Every line below should be set down exactly as it appears.

[Data extracted from a collection]
[Start of Attachment]
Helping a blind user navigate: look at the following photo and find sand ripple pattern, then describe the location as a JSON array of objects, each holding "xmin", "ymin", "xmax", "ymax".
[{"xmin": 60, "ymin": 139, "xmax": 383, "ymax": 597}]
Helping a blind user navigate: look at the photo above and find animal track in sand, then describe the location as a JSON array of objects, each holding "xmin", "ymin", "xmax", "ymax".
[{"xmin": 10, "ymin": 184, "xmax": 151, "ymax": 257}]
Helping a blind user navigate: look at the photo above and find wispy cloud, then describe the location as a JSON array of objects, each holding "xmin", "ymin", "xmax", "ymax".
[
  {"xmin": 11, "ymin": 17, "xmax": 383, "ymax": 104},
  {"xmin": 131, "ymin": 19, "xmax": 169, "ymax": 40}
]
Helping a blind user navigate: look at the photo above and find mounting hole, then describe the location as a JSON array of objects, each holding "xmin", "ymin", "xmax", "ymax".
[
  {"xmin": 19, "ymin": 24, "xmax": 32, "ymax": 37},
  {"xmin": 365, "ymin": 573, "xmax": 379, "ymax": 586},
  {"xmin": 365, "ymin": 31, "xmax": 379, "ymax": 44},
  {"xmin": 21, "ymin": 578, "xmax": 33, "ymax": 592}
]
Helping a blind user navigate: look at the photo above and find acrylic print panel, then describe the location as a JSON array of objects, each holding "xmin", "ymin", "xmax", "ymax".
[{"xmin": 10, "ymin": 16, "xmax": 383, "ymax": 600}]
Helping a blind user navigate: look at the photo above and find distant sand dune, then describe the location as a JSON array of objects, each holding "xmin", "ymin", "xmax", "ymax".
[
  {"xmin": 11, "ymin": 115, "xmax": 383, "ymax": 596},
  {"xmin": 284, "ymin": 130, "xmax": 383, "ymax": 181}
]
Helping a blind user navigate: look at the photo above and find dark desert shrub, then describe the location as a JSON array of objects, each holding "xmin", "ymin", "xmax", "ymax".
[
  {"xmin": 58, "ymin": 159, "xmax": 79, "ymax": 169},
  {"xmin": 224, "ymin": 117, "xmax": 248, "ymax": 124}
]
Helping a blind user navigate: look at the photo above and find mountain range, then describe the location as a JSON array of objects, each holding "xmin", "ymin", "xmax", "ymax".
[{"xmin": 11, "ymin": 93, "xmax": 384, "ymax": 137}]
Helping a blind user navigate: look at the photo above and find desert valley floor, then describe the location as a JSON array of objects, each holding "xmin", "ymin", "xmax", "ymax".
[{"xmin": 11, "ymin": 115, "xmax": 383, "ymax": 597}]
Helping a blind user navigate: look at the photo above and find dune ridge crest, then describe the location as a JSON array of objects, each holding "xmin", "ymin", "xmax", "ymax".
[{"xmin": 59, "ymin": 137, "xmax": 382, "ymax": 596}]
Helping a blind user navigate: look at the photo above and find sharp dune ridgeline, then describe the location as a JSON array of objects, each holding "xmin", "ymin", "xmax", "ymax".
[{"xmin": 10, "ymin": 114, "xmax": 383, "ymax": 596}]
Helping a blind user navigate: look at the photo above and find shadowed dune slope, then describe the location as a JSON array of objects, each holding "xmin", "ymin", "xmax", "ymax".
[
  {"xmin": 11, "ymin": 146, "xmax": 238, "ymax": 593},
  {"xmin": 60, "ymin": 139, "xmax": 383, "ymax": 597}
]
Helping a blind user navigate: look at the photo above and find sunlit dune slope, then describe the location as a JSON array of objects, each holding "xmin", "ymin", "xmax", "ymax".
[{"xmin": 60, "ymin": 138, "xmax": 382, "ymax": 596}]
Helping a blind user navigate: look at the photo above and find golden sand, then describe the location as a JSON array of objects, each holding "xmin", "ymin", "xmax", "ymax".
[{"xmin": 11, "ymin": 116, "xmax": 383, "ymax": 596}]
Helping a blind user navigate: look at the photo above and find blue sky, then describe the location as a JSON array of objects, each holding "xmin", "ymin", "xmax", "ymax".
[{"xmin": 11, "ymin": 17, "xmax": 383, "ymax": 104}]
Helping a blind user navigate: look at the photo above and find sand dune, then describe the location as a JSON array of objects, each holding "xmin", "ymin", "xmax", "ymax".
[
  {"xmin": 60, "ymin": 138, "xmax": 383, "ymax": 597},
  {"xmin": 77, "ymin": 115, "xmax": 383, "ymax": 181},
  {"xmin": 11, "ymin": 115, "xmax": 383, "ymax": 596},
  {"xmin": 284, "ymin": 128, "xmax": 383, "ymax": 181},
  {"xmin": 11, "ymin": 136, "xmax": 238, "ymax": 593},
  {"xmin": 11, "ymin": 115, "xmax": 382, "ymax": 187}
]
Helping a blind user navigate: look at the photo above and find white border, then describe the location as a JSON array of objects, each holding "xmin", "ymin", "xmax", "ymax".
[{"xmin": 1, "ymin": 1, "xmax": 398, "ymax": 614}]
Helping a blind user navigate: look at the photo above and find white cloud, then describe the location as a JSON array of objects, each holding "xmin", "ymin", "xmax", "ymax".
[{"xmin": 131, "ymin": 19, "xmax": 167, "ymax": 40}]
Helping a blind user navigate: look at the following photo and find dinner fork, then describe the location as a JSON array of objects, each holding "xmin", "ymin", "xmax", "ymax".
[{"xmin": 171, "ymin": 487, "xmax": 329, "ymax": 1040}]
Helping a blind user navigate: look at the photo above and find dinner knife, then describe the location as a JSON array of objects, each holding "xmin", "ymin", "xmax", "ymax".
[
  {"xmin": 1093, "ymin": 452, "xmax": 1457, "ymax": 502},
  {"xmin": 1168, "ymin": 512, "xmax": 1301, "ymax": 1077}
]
[End of Attachment]
* _Answer for this exercise_
Helping a blind user navigate: look at the following photo and find sand ripple pattern, then describe the location as a JSON array of objects, each holding "xmin", "ymin", "xmax", "ymax".
[{"xmin": 60, "ymin": 139, "xmax": 383, "ymax": 597}]
Helping a blind user navigate: look at the photo above and find animal track in sand, then describe the location as a JSON array of objects, each holding "xmin", "ymin", "xmax", "ymax".
[{"xmin": 10, "ymin": 184, "xmax": 151, "ymax": 257}]
Helping a blind user navigate: look at the photo above and find wispy cloud, then describe the location as a JSON array of objects, each holding "xmin", "ymin", "xmax", "ymax".
[
  {"xmin": 11, "ymin": 17, "xmax": 383, "ymax": 104},
  {"xmin": 131, "ymin": 19, "xmax": 169, "ymax": 40}
]
Helping a blind user navigate: look at the photo above and find mounting hole, then describe the location as a JSON array of objects, each holding "xmin", "ymin", "xmax", "ymax".
[
  {"xmin": 19, "ymin": 24, "xmax": 32, "ymax": 37},
  {"xmin": 365, "ymin": 573, "xmax": 379, "ymax": 586},
  {"xmin": 365, "ymin": 31, "xmax": 379, "ymax": 44},
  {"xmin": 21, "ymin": 578, "xmax": 33, "ymax": 592}
]
Helping a blind user navigate: look at the photo above and find acrylic print panel, then describe the location as a JSON array of objects, each holding "xmin", "ymin", "xmax", "ymax".
[{"xmin": 10, "ymin": 16, "xmax": 383, "ymax": 600}]
Helping a blind user navigate: look at the photo above and find distant sand dune, then describe the location as a JSON array of objects, each holding "xmin", "ymin", "xmax", "ymax".
[
  {"xmin": 11, "ymin": 115, "xmax": 383, "ymax": 596},
  {"xmin": 284, "ymin": 130, "xmax": 383, "ymax": 181}
]
Helping a blind user navigate: look at the photo above and find dark desert shrub, then describe the location as a JSON array of objects, each holding "xmin", "ymin", "xmax", "ymax".
[
  {"xmin": 58, "ymin": 159, "xmax": 79, "ymax": 169},
  {"xmin": 224, "ymin": 117, "xmax": 248, "ymax": 124}
]
Helping a blind user navigate: look at the photo above and find mountain range, then describe the location as a JSON array of objects, each holding "xmin", "ymin", "xmax", "ymax".
[{"xmin": 11, "ymin": 93, "xmax": 384, "ymax": 137}]
Helping a blind user navigate: look at the photo above and find desert valley floor, then describe the location as a JSON array of objects, each holding "xmin", "ymin", "xmax", "ymax".
[{"xmin": 11, "ymin": 115, "xmax": 383, "ymax": 597}]
Helping a blind user navigate: look at the photo above and find dune ridge crest, then describe the location as a JSON array of objects, each holding "xmin", "ymin", "xmax", "ymax".
[{"xmin": 59, "ymin": 137, "xmax": 382, "ymax": 596}]
Helping a blind user navigate: look at the photo above and find sharp dune ridgeline, then describe the location as a JSON array of objects, each holding "xmin", "ymin", "xmax", "ymax".
[{"xmin": 10, "ymin": 114, "xmax": 383, "ymax": 596}]
Helping a blind user navigate: look at the photo above and find shadowed dune slope, then describe the location as a JSON array of objects, each holding "xmin", "ymin", "xmax", "ymax".
[
  {"xmin": 11, "ymin": 146, "xmax": 238, "ymax": 593},
  {"xmin": 60, "ymin": 139, "xmax": 383, "ymax": 597}
]
Helping a blind user navigate: look at the photo above and find sunlit dune slope, then describe the location as a JSON array of objects, each holding "xmin", "ymin", "xmax", "ymax".
[{"xmin": 60, "ymin": 138, "xmax": 382, "ymax": 596}]
Helping a blind user navigate: look at the photo above and find golden sand, then describe the location as a JSON array of objects, each holding "xmin", "ymin", "xmax", "ymax".
[{"xmin": 11, "ymin": 116, "xmax": 383, "ymax": 596}]
Helping a blind user navigate: look at the photo above and find blue sky, then describe the location as a JSON array of objects, each holding "xmin", "ymin", "xmax", "ymax".
[{"xmin": 11, "ymin": 17, "xmax": 383, "ymax": 104}]
Helping a blind user navigate: look at the photo above and find sand dune, then describe the location as a JSON array of objects, each holding "xmin", "ymin", "xmax", "ymax".
[
  {"xmin": 60, "ymin": 138, "xmax": 383, "ymax": 597},
  {"xmin": 77, "ymin": 115, "xmax": 383, "ymax": 181},
  {"xmin": 11, "ymin": 115, "xmax": 383, "ymax": 596},
  {"xmin": 284, "ymin": 128, "xmax": 383, "ymax": 181},
  {"xmin": 11, "ymin": 136, "xmax": 238, "ymax": 593},
  {"xmin": 11, "ymin": 115, "xmax": 382, "ymax": 187}
]
Helping a blind user navigate: look at the photo above and find white border, then describe the location as a JSON array of objects, each holding "xmin", "ymin", "xmax", "ymax".
[{"xmin": 1, "ymin": 1, "xmax": 398, "ymax": 614}]
Helping a blind user navigate: look at the photo above and find white cloud, then describe the location as a JSON array of objects, each holding "xmin", "ymin", "xmax", "ymax".
[{"xmin": 131, "ymin": 19, "xmax": 167, "ymax": 40}]
Helping a blind user navigate: look at the following photo and find dinner fork, then describe the location as a JSON array of objects, each holding "xmin", "ymin", "xmax", "ymax".
[{"xmin": 171, "ymin": 487, "xmax": 329, "ymax": 1040}]
Helping a blind user navigate: look at the photo above and find dinner knife, then describe the location as a JSON array of objects, each holding "xmin", "ymin", "xmax", "ymax".
[
  {"xmin": 1093, "ymin": 452, "xmax": 1457, "ymax": 502},
  {"xmin": 1168, "ymin": 512, "xmax": 1301, "ymax": 1077}
]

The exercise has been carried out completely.